## SCHRIFTLICHE AUFGABE A
Gib aus dem Text über die Landwirtschaft im deutsch-niederländischen Grenzland den Abschnitt wortgetreu wieder, der bei den Worten „Bei einer Kontrolle“ einsetzt und nach den Worten „nie in Frage.“ endet.

Die Lage im Grenzland kann aber auch Nachteile haben. Heute müssen die Zwiebeln gespritzt werden; die auf beiden Seiten der Grenze wachsen. Chris Hensgens füllt eine braune Flüssigkeit in den Tank der Pflanzenschutzspritze. Das Mittel zur Unkraut- und Schädlingsbekämpfung darf er allerdings nur in Deutschland verwenden.

"In der Praxis heißt das, wir spritzen erst auf deutscher Seite, fahren zurück zum Hof und befüllen die Spritze neu, damit wir anschließend auf unser Feld in den Niederlanden fahren können." Das kostet Zeit und Geld. Und das, obwohl der Wirkstoff in beiden Mitteln der gleiche ist, erklärt Hensgens: "Trotzdem müssen wir jedes Mittel im jeweiligen Land kaufen und es muss den richtigen Namen und ein entsprechendes deutsches oder niederländisches Etikett tragen. Das ist verrückt."

Bei einer Kontrolle muss Hensgens die entsprechenden Kaufbelege vorlegen. Sonst kann es teuer werden. Große Unterschiede im Pflanzenschutz gebe es aber nicht: "Beide Länder müssen sich an die EU-Regeln halten. Das ist das Minimum. Darüber hinaus kann jedes Land eigene, strengere Regeln vorschreiben. Und das kann sich von Jahr zu Jahr ändern." Weil sie Felder in zwei unterschiedlichen Ländern haben, müssen die Brüder für beide auch separat die benötigte Menge an Gülle berechnen und sowohl in Deutschland als auch in den Niederlanden Steuern zahlen.

Trotz aller Herausforderungen: Die beiden Brüder versuchen, gelassen mit ihrer Situation umzugehen. Schließlich kennen sie die Probleme seit Jahren. Ein Standortwechsel kam für sie trotzdem nie in Frage.

## Aufzeichnungen beschrifteter Punkte
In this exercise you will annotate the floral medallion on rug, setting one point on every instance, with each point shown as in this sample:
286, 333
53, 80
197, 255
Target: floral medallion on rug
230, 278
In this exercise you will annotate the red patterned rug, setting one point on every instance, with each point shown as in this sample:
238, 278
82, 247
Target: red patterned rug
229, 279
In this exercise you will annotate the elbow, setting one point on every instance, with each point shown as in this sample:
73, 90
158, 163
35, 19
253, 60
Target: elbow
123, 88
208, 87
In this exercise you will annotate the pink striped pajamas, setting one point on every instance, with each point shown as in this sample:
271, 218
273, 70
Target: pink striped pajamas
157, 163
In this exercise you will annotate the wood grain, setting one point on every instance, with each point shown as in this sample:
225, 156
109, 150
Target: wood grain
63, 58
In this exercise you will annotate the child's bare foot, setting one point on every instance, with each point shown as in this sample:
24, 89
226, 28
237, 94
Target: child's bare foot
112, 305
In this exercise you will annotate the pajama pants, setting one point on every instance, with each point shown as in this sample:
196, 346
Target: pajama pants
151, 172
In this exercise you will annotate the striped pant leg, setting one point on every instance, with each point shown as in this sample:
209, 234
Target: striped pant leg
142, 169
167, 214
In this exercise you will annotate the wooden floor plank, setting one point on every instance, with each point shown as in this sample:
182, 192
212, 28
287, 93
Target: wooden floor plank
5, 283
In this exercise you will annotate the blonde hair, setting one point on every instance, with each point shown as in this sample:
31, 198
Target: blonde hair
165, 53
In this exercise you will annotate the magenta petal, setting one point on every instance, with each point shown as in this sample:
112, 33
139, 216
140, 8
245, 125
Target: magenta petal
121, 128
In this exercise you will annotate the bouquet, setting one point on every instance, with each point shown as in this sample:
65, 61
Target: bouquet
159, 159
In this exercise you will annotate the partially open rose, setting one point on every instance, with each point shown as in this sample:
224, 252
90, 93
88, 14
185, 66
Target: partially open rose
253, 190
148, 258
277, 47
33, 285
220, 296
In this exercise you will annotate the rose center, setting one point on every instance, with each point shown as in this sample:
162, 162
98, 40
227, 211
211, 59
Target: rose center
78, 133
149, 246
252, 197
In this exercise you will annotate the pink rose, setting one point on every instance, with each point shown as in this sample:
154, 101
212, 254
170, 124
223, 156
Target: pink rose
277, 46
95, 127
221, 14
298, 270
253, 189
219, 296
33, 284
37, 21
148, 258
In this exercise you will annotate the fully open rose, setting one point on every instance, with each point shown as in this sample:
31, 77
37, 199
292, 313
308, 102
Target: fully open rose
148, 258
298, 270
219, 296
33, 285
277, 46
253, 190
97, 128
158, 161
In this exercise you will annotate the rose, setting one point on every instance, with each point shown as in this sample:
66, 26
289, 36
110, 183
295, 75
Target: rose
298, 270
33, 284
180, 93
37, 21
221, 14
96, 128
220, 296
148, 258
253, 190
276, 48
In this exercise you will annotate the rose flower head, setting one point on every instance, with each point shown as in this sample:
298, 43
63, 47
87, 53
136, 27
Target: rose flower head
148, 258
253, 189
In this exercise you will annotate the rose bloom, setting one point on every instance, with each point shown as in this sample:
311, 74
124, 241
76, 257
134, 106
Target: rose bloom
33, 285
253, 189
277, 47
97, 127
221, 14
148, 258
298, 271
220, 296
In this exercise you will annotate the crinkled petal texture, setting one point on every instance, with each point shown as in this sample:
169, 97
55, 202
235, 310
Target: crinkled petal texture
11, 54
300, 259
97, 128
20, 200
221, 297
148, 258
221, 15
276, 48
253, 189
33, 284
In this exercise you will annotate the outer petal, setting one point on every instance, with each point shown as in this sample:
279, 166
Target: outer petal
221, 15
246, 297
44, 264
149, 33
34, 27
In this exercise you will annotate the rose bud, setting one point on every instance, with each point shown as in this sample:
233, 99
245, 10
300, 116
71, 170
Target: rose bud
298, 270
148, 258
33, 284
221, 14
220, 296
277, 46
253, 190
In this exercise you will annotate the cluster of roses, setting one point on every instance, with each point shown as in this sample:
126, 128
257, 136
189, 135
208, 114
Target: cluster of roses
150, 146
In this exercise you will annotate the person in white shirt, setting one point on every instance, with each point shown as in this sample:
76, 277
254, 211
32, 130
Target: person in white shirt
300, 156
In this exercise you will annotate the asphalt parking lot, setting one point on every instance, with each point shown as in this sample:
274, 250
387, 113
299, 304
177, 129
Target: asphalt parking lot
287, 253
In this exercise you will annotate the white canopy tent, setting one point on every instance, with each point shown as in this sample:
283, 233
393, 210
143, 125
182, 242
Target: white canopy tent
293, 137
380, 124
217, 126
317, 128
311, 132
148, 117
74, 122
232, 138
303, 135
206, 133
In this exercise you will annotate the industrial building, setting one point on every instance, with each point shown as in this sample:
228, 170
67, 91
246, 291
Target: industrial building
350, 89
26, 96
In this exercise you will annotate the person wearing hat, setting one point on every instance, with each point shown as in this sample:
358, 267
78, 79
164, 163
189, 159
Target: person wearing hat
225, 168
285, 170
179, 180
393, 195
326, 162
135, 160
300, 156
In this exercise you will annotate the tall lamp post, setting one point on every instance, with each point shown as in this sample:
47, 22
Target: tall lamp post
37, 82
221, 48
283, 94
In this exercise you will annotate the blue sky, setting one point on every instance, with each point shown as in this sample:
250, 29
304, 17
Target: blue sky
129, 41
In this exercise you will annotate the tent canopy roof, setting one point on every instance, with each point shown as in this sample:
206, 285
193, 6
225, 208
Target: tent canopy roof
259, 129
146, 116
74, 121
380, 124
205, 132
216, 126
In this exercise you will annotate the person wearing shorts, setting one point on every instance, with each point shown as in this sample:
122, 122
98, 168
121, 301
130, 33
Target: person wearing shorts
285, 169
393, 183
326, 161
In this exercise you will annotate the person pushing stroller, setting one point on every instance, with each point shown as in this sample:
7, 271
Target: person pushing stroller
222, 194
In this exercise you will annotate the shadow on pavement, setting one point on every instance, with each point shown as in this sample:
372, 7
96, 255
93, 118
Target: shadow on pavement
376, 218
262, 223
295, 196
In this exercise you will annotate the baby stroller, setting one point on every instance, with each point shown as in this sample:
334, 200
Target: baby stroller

## SCHRIFTLICHE AUFGABE B
Wähle aus der Auflistung jede Zeile aus, in der das Wort „open“ vorkommt. Achte dabei auf Groß- und Kleinschreibung.

## VOLLSTÄNDIGE LÖSUNG A
Bei einer Kontrolle muss Hensgens die entsprechenden Kaufbelege vorlegen. Sonst kann es teuer werden. Große Unterschiede im Pflanzenschutz gebe es aber nicht: "Beide Länder müssen sich an die EU-Regeln halten. Das ist das Minimum. Darüber hinaus kann jedes Land eigene, strengere Regeln vorschreiben. Und das kann sich von Jahr zu Jahr ändern." Weil sie Felder in zwei unterschiedlichen Ländern haben, müssen die Brüder für beide auch separat die benötigte Menge an Gülle berechnen und sowohl in Deutschland als auch in den Niederlanden Steuern zahlen.

Trotz aller Herausforderungen: Die beiden Brüder versuchen, gelassen mit ihrer Situation umzugehen. Schließlich kennen sie die Probleme seit Jahren. Ein Standortwechsel kam für sie trotzdem nie in Frage.

## VOLLSTÄNDIGE LÖSUNG B
In this exercise you will annotate the partially open rose, setting one point on every instance, with each point shown as in this sample:
Target: partially open rose
In this exercise you will annotate the fully open rose, setting one point on every instance, with each point shown as in this sample:
Target: fully open rose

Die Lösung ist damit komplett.